Dr. Shelley Doucet of Quispamsis, New Brunswick considers the 2017 Boston Marathon the “highlight of my running career to date.” It’s not terribly unusual for any runner who’s taken the pilgrimage to the world’s most famous marathon to feel that way.
Dr. Doucet, however, has a wide array of achievements to choose from in making that call. Her finishing time of 2:45 also secured the New Brunswick provincial marathon record. Just in the months following Boston, Doucet took gold in the women’s marathon at the Francophone Games in Cote D’Ivoire (finishing time of 2:51) and represented Canada at the Mountain Distance Running Championships in Italy, finishing 9th.
The undisputed queen of New Brunswick distance running, Dr. Doucet has demolished several provincial records in her wake and crossed the border in 2015 for a win at Maine’s Sugarloaf Marathon.
“I’m busy!” is a common refrain among anyone these days, but Dr. Doucet is busy. As a Professor in the Faculty of Nursing at the University of New Brunswick, she heads up a research team with a focus on making health care more collaborative and patient centred and supervises 20 graduate students and post-doctoral trainees.
For Dr. Doucet, her work supports a perfect balance.“My work allows me to meet new people, enjoy the camaraderie of my colleagues, tackle interesting challenges, and earn an income so that I can travel and run around the world!”
“Natural” is the easiest label to put on an athlete like Shelley Doucet, the kind that seems to be in overdrive in both career and running, but she rejects the label. “While there’s certainly an element of natural ability that has led to my progress,” Dr. Doucet says, “I believe it’s largely that I’m naturally a hard worker and have a tendency to put 110% into everything I do.”
What she calls her greatest asset also proved her greatest flaw at the outset. “When I first started running, I set ambitious goals and thought the best way to achieve these goals fast was to train harder and a lot. It comes as no surprise that I experienced injury after injury when I trained with this mindset.”

Saved data entries →
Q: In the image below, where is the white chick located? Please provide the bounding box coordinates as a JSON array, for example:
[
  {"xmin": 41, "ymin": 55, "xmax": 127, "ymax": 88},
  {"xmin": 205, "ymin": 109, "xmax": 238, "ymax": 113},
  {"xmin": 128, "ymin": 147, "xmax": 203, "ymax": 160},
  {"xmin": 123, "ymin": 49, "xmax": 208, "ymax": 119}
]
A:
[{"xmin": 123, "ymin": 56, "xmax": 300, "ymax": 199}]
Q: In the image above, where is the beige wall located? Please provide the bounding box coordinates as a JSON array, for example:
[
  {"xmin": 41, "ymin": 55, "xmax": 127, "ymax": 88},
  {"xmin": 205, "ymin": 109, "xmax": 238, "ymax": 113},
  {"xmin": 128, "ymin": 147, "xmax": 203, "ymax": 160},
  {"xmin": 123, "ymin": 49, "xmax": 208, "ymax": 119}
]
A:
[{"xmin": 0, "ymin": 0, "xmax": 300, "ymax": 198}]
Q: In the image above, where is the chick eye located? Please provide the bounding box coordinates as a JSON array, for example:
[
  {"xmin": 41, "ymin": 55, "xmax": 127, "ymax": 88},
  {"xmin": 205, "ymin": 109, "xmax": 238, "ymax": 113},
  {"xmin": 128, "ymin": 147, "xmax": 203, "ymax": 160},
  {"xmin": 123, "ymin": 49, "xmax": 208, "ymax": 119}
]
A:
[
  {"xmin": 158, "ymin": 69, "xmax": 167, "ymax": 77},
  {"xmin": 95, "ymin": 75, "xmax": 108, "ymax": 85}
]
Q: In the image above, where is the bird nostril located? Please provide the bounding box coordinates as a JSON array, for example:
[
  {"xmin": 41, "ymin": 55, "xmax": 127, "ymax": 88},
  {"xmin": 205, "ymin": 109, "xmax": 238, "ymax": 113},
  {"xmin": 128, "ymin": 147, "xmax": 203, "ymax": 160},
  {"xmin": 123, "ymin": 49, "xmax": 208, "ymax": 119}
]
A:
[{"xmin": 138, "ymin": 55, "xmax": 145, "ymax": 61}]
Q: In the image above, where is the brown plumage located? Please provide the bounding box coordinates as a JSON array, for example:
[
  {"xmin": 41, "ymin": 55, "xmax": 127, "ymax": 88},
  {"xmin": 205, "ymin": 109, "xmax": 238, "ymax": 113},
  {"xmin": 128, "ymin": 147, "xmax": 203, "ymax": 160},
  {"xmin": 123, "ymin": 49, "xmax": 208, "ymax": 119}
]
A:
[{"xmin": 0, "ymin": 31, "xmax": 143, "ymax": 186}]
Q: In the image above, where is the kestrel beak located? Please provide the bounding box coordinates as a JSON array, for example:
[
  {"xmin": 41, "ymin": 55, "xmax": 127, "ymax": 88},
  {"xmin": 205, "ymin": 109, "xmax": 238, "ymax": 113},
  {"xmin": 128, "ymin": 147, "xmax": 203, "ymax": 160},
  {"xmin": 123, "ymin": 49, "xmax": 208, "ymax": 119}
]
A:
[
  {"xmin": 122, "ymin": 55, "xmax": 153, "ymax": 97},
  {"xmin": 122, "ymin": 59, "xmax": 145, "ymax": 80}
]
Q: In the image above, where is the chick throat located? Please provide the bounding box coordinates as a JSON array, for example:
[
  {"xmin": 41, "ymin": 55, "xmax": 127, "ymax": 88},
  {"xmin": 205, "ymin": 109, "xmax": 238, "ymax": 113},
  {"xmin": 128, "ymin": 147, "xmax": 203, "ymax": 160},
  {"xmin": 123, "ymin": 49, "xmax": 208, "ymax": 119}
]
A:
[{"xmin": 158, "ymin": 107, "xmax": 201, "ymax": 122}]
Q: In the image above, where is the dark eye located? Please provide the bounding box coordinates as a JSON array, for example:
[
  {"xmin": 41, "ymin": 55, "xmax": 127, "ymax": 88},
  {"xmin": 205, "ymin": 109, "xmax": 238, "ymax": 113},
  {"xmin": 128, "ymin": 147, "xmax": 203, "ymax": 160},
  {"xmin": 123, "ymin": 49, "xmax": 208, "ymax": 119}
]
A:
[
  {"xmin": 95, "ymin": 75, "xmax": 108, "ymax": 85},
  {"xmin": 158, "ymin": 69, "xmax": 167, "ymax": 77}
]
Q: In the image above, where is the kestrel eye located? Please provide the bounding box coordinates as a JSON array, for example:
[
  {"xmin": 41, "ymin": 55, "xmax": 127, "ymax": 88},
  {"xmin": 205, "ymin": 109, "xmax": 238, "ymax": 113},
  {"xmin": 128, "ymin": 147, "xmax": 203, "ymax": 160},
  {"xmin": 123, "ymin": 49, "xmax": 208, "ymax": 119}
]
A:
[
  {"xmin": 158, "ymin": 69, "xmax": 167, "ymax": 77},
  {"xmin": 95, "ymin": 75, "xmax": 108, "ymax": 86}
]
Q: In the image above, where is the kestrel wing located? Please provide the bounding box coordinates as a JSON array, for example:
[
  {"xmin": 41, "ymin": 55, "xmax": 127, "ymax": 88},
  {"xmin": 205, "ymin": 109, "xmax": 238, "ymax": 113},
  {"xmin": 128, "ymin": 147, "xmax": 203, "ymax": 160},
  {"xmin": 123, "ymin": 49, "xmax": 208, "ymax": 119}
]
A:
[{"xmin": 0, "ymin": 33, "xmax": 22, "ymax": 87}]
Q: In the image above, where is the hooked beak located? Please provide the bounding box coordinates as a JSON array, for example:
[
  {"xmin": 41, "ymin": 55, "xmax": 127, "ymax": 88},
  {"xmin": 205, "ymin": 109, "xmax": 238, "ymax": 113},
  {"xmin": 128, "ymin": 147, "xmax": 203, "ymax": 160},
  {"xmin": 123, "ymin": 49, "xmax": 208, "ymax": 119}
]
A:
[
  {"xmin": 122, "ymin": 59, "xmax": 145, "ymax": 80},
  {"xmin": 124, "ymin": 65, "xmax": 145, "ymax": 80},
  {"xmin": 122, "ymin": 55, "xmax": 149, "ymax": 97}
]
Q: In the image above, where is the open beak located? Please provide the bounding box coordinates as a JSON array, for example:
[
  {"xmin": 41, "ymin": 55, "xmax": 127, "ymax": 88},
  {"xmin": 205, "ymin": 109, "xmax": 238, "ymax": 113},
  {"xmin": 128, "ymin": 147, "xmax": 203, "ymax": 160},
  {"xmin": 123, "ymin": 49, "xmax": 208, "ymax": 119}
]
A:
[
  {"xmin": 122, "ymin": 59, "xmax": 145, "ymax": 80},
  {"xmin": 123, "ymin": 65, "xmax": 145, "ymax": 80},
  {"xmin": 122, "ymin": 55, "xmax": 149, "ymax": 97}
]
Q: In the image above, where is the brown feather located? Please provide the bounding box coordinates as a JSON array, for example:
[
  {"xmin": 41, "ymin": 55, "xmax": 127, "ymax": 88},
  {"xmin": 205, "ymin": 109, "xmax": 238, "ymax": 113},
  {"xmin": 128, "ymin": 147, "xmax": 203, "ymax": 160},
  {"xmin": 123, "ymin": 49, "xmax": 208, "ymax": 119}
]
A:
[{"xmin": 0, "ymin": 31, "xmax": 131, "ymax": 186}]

WHAT TO WORK ON →
[a] Answer these questions from the passage about Shelley Doucet:
(i) What was her finishing time at the 2017 Boston Marathon?
(ii) Which race did she win in 2015 after crossing the border?
(iii) How many graduate students and post-doctoral trainees does she supervise?
[b] Supply the next part of the passage about Shelley Doucet, starting after its last sentence.
These records have no connection to the passage about Shelley Doucet.

ANSWERS PER TASK →
[a]
(i) 2:45
(ii) Maine's Sugarloaf Marathon
(iii) 20

[b]
Learning patience has been her greatest challenge, but Dr. Doucet has learned, “If you get injured, you lose consistency in your training, which I believe is the most critical aspect to improving as a runner.”
That patience was perhaps partly learned on the trails and mountains for which Dr. Doucet has a special affection, in particular for the more patient type of running such terrain demands.
On the trails, “the focus is more on looking out for the course markers, staying on my two feet, and occasionally watching out for snakes and bears. I love a challenging race that’s so tough that I don’t have the ability to check my watch to see how fast I’m running.” None of this prevented her from finishing third among the women at the iconic Mount Washington Road Race this year.
If she does have to dial back the intensity in training, Dr. Doucet finds no challenge in channelling that extra energy. She and her husband are co-organizers of the Quispamsis Swim and Run, a children’s race which raises funds for PRO Kids St. John, an organization that supports opportunities for underprivileged youth to participate in sports and recreation programs. Every Christmas, the Doucets also organize the Fill the Stocking 4K in support of families in need.
And still, Dr. Doucet leads a weekly trail run group on Mondays and serves as the Atlantic Director for the Association of Canadian Ultramarathoners.
“The biggest change that has happened over the past few years since I started running is that it’s really brought our family closer together,” Dr. Doucet says. She and her husband often train together and the kilometres they log are a chance to connect without distractions and even make major life decisions.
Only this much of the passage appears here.